Contente de te retrouver enfin ici, d'avoir pu te parler de vive voix aussi...
J'ai passé quelques heures en compagnie d'O. Un plaisir comme toujours de la retrouver, cette fois-ci plus sereine, malgré de nombreux chamboulements dans sa vie dans les dernières semaines. Nous avons bien sûr parlé d'écriture, de littérature, de musique, mais nous sommes aussi attardées au phénomène des réseaux sociaux et des validations des égos de chacun par procuration. Est-il encore possible de nos jours de souper tranquillement sans que l'un ou l'autre des convives ne prenne l'assiette, l'assistance, lui-même en photo? Quand la vie virtuelle a-t-elle supplanté la vie réelle pour nombre de gens? Quand a-t-on oublié le plaisir pur de la rencontre, de la discussion, du véritable dialogue?
Je lui expliquais notamment que je songeais à désinstaller l'application sur mon téléphone, parce que c'était trop facile d'y jeter un coup d’œil et ce, plus d'une fois par jour. J'ai volontairement désactivé la plupart des notifications, sauf les nouveaux messages provenant du cercle des proches et, bien sûr, celles liées à La Recrue du mois. Néanmoins, je sens comment la fréquentation de ce salon virtuel - difficile de faire référence à une salle de presse, compte tenu du niveau du contenu habituellement proposé - a fragmenté mon souffle, que ce soit dans l'écriture ou même la réflexion et ce, en un peu plus de six mois.

**MISE EN PRATIQUE**
(A) Selon l'extrait, en combien de temps la fréquentation du salon virtuel a-t-elle fragmenté le souffle de la personne qui écrit ?
(B) Indiquez si chacune de ces affirmations concorde avec l'extrait : (i) la rencontre avec O. a duré quelques heures ; (ii) toutes les notifications ont été désactivées ; (iii) O. paraissait cette fois plus sereine.
(C) Recopiez fidèlement la partie de l'extrait qui commence par « J'ai passé quelques » et se poursuit jusqu'à « du véritable dialogue? ».
Appuyez-vous uniquement sur l'extrait.

**DONNÉES**
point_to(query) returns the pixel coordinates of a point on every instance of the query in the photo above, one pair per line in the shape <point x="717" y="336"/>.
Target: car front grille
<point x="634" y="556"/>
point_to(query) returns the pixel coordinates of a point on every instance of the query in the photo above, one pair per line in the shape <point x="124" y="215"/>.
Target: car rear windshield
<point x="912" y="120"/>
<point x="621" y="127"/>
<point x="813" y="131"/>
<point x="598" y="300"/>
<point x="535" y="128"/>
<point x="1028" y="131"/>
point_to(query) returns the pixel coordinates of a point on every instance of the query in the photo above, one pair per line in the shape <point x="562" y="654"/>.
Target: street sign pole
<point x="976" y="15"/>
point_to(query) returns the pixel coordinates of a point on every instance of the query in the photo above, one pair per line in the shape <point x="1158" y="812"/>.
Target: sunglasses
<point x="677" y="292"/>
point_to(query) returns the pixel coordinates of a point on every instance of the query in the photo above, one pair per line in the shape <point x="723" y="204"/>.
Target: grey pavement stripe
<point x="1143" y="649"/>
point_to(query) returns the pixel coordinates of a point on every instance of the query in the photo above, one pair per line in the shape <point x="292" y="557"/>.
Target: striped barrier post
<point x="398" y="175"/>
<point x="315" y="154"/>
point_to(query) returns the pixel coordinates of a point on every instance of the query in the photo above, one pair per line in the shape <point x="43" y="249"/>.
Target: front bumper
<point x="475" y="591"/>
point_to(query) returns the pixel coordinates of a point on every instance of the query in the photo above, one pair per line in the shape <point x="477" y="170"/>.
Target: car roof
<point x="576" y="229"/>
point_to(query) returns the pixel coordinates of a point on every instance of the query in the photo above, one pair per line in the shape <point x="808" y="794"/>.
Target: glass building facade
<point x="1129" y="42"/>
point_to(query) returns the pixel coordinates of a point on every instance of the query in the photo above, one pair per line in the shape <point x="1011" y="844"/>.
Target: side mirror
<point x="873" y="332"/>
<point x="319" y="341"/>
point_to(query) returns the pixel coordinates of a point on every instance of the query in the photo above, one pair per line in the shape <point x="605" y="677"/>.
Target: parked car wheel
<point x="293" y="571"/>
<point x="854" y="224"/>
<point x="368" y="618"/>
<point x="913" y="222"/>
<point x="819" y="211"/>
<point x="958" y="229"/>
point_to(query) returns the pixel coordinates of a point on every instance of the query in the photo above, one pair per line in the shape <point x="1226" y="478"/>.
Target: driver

**RÉPONSES DANS L'ORDRE**
(A) En un peu plus de six mois.

(B)
(i) Oui : « J'ai passé quelques heures en compagnie d'O. »
(ii) Non : « J'ai volontairement désactivé la plupart des notifications, sauf les nouveaux messages provenant du cercle des proches »
(iii) Oui : « cette fois-ci plus sereine »

(C)
J'ai passé quelques heures en compagnie d'O. Un plaisir comme toujours de la retrouver, cette fois-ci plus sereine, malgré de nombreux chamboulements dans sa vie dans les dernières semaines. Nous avons bien sûr parlé d'écriture, de littérature, de musique, mais nous sommes aussi attardées au phénomène des réseaux sociaux et des validations des égos de chacun par procuration. Est-il encore possible de nos jours de souper tranquillement sans que l'un ou l'autre des convives ne prenne l'assiette, l'assistance, lui-même en photo? Quand la vie virtuelle a-t-elle supplanté la vie réelle pour nombre de gens? Quand a-t-on oublié le plaisir pur de la rencontre, de la discussion, du véritable dialogue?